*Tasks to carry out*:
1. According to the gas lift article, which steps does the technician follow when installing the downhole gauges? List all of them.
2. Reproduce the part of the gas lift article starting with "The downhole gauges" and going on through "initial production rates.".

*Passage given*:
+ + +

This drive to redefine boundaries is alive and well in the world of gas lift, says Matt Young, director of sales for Flowco Production Solutions. “We typically advise against using gas lift on wells with a gas-to-liquid ratio below 500 to 1, but operators are pushing the limits on what wells can be considered gas lift candidates,” he remarks. “With the right surface controls and feedback from downhole pressure and temperature gauges, the ratio can be much lower.”

Wells with low GLRs usually require more gas injection, Young notes. As a case in point, he cites a pad in the Joe Mills formation of West Texas that had a GLR around 500 to 1. “The operator wanted to bring the wells on line with gas lift rather than electric submersible pumps,” he relates. “When we modeled the system for gas lift, we concluded we could achieve flowing bottom-hole pressures comparable to an ESP by significantly increasing the GLR through gas injection.”

The models suggested that the well would require more than 1 million cubic feet a day, Young details. He says the operator confirmed the gas lift system’s effectiveness by installing a downhole pressure and temperature gauge to track bottom-hole flowing pressure.

“Historically, downhole pressure and temperature gauges have been costly and complex enough to be unreliable,” Young acknowledges. “However, that is quickly changing as technology improves. In only a few years, the cost for downhole gauges has fallen 50% or 60%.” 

Meanwhile, the reliability has leaped forward, Young says. “That is largely thanks to improvements in manufacturing and equipment technology, as well as the work automation groups have put into developing drivers that streamline setup,” he explains. “Today, installing the gauges is comparable to pulling a new cell phone out of the box. The technician plugs the system in, turns it on and follows basic setups provided by the driver.”

The downhole gauges can help engineering teams do more, Young reports. “They cut down on troubleshooting and optimization time,” he clarifies. “With the information from the gauge, engineers can understand multiphase flow and hydraulics more quickly. Depending on the other information available, that can save two-four hours of modeling time.”

The application window for gas lift is expanding thanks in part to more affordable downhole sensors and automation systems that are easier to deploy, reports Flowco Production Solutions. The company adds that it is refining equipment to support high-pressure gas lift, which can handle high initial production rates.

Enabling Automation

The gauges also give control systems greater insight into downhole conditions, Young adds. “Based on the readings from the downhole gauge, these systems can open and close chokes to increase or decrease the injection rate,” he describes. “They can almost operate a well autonomously, which frees artificial lift engineers to focus on other tasks.”

SCADA systems have come a long way, Young reflects. “The cloud-based systems available today are much easier to deploy and generally more reliable than the radio-based systems of old,” he says. “Most are designed for bandwidth-constrained environments and have a mobile-first interface, which enables them to give engineers a real-time snapshot of the well wherever they happen to be.”

+ + +

*Supplied information*:

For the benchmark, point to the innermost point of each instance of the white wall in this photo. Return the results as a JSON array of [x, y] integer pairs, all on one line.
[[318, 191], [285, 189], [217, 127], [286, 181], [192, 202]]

+ + +

*Answers to the exercise*:
1.
- Plugs the system in
- Turns it on
- Follows basic setups provided by the driver

2.
The downhole gauges can help engineering teams do more, Young reports. “They cut down on troubleshooting and optimization time,” he clarifies. “With the information from the gauge, engineers can understand multiphase flow and hydraulics more quickly. Depending on the other information available, that can save two-four hours of modeling time.”

The application window for gas lift is expanding thanks in part to more affordable downhole sensors and automation systems that are easier to deploy, reports Flowco Production Solutions. The company adds that it is refining equipment to support high-pressure gas lift, which can handle high initial production rates.